DIRECTIONS FOR THIS TASK: Copy out every line of the data below without changing a character, and leave the pictures out.

* start DATASET *

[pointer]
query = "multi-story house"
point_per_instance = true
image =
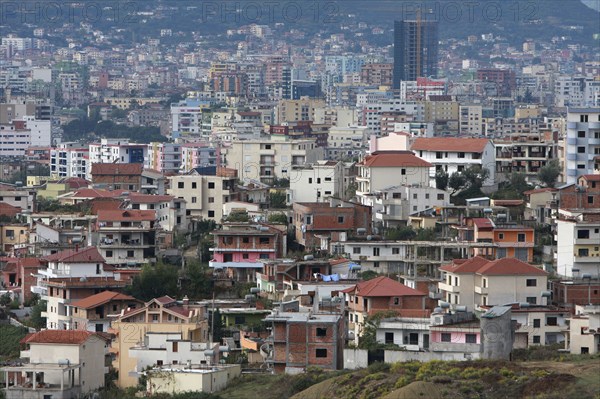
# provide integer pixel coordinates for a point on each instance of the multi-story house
(582, 143)
(117, 176)
(205, 191)
(164, 158)
(93, 312)
(391, 168)
(127, 237)
(269, 159)
(317, 182)
(578, 238)
(456, 154)
(335, 219)
(480, 282)
(240, 249)
(62, 364)
(304, 339)
(382, 294)
(159, 315)
(69, 160)
(69, 276)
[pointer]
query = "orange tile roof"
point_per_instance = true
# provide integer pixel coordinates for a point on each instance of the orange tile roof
(83, 255)
(465, 266)
(109, 215)
(99, 169)
(510, 266)
(69, 337)
(100, 299)
(394, 159)
(383, 287)
(453, 144)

* end DATASET *

THE RESPONSE:
[pointer]
query = "multi-story house"
point_per_instance = true
image =
# provide integer pixel coordinates for a point on each instance of the multi-story house
(582, 143)
(117, 176)
(205, 191)
(164, 158)
(93, 312)
(391, 168)
(127, 237)
(269, 159)
(317, 182)
(578, 238)
(456, 154)
(335, 219)
(480, 282)
(240, 249)
(62, 364)
(304, 339)
(382, 294)
(159, 315)
(69, 160)
(69, 276)
[pointer]
query = "orange tile roof"
point_per_instance = true
# provide integer pixel coordinates for a point on each instance of the orange tile roof
(83, 255)
(465, 266)
(109, 215)
(99, 169)
(510, 266)
(69, 337)
(100, 299)
(394, 159)
(383, 287)
(453, 144)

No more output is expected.